**Task set**.
[1] In the summary on monetary policy under quasi-hyperbolic preferences, what does setting beta equal to 1 restore?
[2] State whether each of the following statements agrees with the summary on monetary policy under quasi-hyperbolic preferences, answering yes or no and quoting the deciding words of the summary: (a) The model is solved by log-linearization. (b) The model includes three shocks. (c) The authors focus on beta values around 0.60.
[3] Continue the summary on monetary policy under quasi-hyperbolic preferences, starting after its last sentence.

**Reading passage**.
::::

Monetary Policy When Preferences Are Quasi-Hyperbolic

Layer 1: Overview

Research question and motivation: Experimental and survey evidence robustly documents “present bias” — people are more impatient over the short run than the long run, producing preference reversals inconsistent with standard exponential discounting. Dennis and Kirsanov ask how this behavioral feature, modeled as quasi-hyperbolic (quasi-geometric) discounting, changes the optimal conduct of monetary policy. Prior macro work on quasi-hyperbolic discounting concentrated on growth models, consumption/saving, and multiple equilibria; almost none examined monetary policy. The paper fills this gap.

Model setup: A nonlinear New Keynesian business-cycle model with monopolistically competitive firms that own capital, hire labor (Cobb-Douglas, alpha=0.33), and set prices subject to Rotemberg (1982) quadratic adjustment costs (omega=100, roughly a Calvo model with 1-year average price duration). Households consume a Dixit-Stiglitz bundle, supply labor, and save via one-period nominal bonds (zero net supply) and equities (fixed net supply of 1). Preferences are quasi-hyperbolic: the discount sequence is 1, betatheta, betatheta^2, … with theta in (0,1) the usual geometric factor and beta the present-bias factor (beta=1 restores geometric discounting; beta<1 is greater short-run impatience). Three shocks: technology, cost-push (elasticity/markup), and labor-supply. The central bank shares household momentary utility and sets the nominal bond return optimally under discretion (its discount factors gamma, xi may differ from household’s beta, theta); a Taylor-type rule is the comparison. The model is solved globally with Chebyshev polynomials and Gaussian cubature to obtain a unique interior solution to generalized Euler equations, avoiding log-linearization indeterminacy. A period is a quarter; theta=0.99, sigma=1 (log utility), Frisch elasticity nu=1, chi=1, depreciation delta=0.025, steady-state elasticity epsilon=11 (10% markup). The authors restrict attention to beta in [0.90, 1] because experimentally plausible values (beta around 0.60, per Meier-Sprenger 2015 and Wang-Rieger-Hens 2016, median ~0.60) generate implausible/extreme general-equilibrium outcomes.

::::

**Entries**.
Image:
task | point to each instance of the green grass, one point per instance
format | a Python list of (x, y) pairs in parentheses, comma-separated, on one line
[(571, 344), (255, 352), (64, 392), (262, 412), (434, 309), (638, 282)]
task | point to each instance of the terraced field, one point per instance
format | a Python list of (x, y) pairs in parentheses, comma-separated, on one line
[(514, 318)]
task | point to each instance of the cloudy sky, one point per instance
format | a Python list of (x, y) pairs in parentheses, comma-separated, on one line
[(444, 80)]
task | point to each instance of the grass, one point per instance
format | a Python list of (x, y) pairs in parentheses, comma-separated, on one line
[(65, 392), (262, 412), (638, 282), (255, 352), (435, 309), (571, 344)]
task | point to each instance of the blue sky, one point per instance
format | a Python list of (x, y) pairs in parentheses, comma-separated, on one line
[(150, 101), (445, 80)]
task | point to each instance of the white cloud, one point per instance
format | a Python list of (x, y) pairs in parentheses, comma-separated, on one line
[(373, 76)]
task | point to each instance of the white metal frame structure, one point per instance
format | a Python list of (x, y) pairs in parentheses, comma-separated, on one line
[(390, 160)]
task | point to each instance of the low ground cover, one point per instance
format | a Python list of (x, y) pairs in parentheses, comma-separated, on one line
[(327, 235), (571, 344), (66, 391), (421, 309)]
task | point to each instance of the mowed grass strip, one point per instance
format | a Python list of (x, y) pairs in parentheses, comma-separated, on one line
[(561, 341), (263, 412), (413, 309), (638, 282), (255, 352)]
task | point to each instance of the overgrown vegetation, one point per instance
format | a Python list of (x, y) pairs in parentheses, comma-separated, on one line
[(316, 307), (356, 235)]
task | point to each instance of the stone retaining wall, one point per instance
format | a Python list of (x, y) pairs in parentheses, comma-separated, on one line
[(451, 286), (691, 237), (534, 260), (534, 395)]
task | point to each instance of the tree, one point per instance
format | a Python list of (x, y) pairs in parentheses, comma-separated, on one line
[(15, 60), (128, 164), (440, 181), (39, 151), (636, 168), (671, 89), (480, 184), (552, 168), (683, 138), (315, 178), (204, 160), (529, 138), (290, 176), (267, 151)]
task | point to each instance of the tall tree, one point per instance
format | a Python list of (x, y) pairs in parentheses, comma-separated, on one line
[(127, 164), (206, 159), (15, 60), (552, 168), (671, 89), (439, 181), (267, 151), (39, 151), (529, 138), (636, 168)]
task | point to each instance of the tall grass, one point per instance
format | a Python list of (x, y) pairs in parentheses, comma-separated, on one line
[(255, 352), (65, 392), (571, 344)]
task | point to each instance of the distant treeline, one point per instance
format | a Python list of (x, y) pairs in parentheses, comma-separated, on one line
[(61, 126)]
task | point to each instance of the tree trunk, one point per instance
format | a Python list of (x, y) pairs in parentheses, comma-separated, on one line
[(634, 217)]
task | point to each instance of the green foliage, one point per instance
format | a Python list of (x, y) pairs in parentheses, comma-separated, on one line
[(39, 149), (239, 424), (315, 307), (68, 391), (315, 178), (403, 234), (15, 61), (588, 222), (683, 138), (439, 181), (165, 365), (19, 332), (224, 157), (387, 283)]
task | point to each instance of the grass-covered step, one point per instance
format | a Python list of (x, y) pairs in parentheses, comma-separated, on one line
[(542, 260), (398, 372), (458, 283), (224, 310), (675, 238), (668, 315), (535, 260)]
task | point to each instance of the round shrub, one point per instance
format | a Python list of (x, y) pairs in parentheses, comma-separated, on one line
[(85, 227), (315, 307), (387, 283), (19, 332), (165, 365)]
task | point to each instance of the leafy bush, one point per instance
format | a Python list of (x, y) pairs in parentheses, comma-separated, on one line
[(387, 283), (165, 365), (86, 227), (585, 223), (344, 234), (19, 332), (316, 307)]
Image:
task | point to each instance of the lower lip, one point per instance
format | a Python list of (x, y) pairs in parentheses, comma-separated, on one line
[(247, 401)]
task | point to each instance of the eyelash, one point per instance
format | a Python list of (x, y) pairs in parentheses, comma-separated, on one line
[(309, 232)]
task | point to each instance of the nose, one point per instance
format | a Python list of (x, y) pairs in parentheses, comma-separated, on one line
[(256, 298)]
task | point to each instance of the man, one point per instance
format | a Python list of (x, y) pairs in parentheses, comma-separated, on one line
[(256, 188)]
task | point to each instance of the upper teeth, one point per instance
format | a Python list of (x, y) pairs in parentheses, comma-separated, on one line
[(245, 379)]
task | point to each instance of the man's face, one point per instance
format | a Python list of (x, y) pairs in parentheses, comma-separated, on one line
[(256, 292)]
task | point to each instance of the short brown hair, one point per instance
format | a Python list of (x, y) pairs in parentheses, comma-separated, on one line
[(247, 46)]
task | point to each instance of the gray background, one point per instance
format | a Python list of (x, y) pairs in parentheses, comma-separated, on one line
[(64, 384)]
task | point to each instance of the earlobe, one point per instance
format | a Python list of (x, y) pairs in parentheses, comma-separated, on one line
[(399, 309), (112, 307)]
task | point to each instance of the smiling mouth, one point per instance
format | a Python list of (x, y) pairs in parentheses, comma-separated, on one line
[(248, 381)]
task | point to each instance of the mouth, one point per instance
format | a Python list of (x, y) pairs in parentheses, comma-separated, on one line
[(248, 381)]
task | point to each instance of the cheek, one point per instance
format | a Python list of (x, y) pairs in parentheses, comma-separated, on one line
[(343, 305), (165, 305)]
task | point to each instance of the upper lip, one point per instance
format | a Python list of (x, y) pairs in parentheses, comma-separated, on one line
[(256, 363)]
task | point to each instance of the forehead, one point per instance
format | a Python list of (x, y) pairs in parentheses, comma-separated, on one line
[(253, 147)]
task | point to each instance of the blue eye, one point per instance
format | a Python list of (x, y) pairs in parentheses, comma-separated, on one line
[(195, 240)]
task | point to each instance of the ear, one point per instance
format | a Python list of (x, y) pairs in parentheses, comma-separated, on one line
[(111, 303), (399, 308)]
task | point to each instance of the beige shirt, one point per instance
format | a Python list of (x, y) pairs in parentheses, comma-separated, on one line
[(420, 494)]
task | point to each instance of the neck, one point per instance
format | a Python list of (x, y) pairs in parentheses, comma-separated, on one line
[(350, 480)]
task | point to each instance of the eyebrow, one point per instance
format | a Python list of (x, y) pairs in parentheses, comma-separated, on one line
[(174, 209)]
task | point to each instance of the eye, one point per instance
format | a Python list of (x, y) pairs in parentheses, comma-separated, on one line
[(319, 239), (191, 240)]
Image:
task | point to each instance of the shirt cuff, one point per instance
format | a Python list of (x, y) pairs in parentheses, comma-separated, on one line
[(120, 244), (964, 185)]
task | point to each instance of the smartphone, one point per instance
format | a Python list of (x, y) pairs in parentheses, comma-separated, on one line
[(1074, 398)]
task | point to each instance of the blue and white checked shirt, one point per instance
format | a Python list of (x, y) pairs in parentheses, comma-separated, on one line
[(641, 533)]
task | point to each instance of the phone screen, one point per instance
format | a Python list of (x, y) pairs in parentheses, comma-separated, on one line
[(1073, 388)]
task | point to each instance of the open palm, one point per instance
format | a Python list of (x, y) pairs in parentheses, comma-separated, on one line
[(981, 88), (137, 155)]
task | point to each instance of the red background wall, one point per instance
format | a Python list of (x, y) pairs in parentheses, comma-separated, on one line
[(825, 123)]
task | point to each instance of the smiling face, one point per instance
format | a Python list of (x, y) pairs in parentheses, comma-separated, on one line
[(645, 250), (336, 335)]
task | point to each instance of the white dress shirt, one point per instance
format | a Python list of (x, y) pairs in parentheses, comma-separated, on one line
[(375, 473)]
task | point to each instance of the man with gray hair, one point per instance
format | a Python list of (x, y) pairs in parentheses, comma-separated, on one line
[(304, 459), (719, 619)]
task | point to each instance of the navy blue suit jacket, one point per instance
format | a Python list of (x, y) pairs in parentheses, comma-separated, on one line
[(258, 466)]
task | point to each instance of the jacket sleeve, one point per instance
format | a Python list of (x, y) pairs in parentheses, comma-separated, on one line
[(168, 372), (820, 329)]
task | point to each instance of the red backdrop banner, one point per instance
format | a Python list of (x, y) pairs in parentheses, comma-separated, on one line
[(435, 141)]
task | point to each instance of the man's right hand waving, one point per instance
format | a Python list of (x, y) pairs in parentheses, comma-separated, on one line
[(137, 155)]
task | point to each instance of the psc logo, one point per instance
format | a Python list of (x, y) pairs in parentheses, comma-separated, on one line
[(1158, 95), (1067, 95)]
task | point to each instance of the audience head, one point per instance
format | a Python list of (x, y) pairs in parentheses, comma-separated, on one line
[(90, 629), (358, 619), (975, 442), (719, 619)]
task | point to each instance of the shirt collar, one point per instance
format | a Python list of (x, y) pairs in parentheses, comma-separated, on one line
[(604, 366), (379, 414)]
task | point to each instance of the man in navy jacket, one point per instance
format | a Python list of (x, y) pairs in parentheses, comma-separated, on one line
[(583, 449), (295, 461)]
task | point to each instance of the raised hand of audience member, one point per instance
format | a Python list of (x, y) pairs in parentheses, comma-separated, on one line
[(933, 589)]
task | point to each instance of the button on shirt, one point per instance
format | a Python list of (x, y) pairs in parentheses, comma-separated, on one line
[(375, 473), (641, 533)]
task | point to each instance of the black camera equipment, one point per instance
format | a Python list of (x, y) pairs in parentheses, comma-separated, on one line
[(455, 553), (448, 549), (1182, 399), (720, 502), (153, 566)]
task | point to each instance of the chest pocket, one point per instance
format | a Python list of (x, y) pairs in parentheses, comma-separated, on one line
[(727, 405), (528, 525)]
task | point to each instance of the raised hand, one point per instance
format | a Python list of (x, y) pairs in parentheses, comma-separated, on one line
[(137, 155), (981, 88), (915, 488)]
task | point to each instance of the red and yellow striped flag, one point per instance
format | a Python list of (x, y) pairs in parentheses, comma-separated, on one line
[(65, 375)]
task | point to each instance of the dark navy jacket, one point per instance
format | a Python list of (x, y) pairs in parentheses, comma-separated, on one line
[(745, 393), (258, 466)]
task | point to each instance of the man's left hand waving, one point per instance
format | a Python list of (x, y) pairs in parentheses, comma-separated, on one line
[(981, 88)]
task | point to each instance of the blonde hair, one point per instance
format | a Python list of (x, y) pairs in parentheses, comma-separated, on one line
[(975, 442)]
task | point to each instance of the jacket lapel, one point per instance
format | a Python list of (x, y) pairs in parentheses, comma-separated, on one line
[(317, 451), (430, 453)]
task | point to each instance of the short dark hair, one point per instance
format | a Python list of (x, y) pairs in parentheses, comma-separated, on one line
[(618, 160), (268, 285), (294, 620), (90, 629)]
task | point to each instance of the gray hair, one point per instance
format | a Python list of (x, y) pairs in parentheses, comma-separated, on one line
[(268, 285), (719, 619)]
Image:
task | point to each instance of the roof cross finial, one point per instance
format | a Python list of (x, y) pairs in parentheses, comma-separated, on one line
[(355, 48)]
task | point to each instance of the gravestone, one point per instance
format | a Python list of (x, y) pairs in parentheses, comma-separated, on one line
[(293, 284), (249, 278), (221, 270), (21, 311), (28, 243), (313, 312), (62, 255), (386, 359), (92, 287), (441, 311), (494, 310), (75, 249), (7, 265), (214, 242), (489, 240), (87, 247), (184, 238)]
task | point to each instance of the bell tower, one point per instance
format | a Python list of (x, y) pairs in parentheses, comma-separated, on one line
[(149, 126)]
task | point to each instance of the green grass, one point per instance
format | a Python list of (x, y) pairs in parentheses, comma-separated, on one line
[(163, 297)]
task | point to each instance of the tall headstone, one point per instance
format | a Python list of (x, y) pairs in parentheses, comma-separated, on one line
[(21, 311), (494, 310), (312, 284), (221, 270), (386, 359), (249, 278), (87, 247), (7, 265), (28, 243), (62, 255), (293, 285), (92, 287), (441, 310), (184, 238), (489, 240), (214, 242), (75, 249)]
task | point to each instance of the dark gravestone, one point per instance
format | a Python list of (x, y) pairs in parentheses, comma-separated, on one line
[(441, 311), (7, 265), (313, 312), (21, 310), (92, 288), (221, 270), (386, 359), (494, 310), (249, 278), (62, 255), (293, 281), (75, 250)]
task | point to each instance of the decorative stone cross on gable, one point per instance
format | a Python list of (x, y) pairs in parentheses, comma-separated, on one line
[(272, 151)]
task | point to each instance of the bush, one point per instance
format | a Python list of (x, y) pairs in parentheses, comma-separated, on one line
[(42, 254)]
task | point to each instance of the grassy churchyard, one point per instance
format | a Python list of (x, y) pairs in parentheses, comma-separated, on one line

::::

**Response list**.
[1] Setting beta equal to 1 restores geometric discounting.

[2]
(a) No: "The model is solved globally with Chebyshev polynomials and Gaussian cubature to obtain a unique interior solution to generalized Euler equations, avoiding log-linearization indeterminacy."
(b) Yes: "Three shocks: technology, cost-push (elasticity/markup), and labor-supply."
(c) No: "The authors restrict attention to beta in [0.90, 1]"

[3]
Main quantitative findings (benchmark, central bank benevolent, beta=gamma): (1) Greater present bias lowers saving and capital accumulation. Lowering beta=gamma from 1.0 to 0.9 reduces output by about 10% (10.02%), with capital falling much more (24.55%), labor much less (1.84%), consumption 6.02%, and the real wage 7.77%; cutting beta to 0.7 cuts output ~30% (roughly linear). (2) Discretionary policy still produces positive average inflation (inflation bias), but the bias is SMALLER under present bias: average inflation falls from 2.553% (beta=1) to 2.362% (beta=0.9) under discretion, because firms, whose equity holders discount hyperbolically, spread costly price changes over time — present bias acts like greater price rigidity, so smaller inflation surprises suffice. (3) Asset returns balloon: a nonpecuniary return to capital (1-beta)/beta * KK(Z) appears, raising the total return on capital rcap and spilling into bonds. At beta=0.9 (discretion) the net real return on capital reaches 48.928% and the real interest rate 48.926% (annualized), versus ~4.0% at beta=1 — well above observed real rates, so experimentally-sized present bias is wildly counterfactual in general equilibrium. (4) The Taylor rule increasingly underperforms optimal discretion as households become more impatient (suboptimal-policy cost lambda_S rises with present bias). (5) Quasi-hyperbolic and geometric discounting are NOT equivalent because of the nonpecuniary (time-inconsistency) return to capital.

Policy implications: A benevolent central bank (sharing household preferences) keeps steady-state inflation under control across a wide range of discount factors. If instead the central bank does NOT adopt household time preferences and tries to discourage early consumption/delayed saving, it achieves only a marginal output gain at the cost of much higher average inflation. Conversely, delegating policy to a central banker who is MORE present-biased than households raises household welfare (akin to Rogoff’s conservative central banker), because it emphasizes the current-period cost of changing prices, lowering inflation volatility and average inflation toward zero.

Layer 2: Deep Dive

What is the model’s solution strategy and why does it matter for the results?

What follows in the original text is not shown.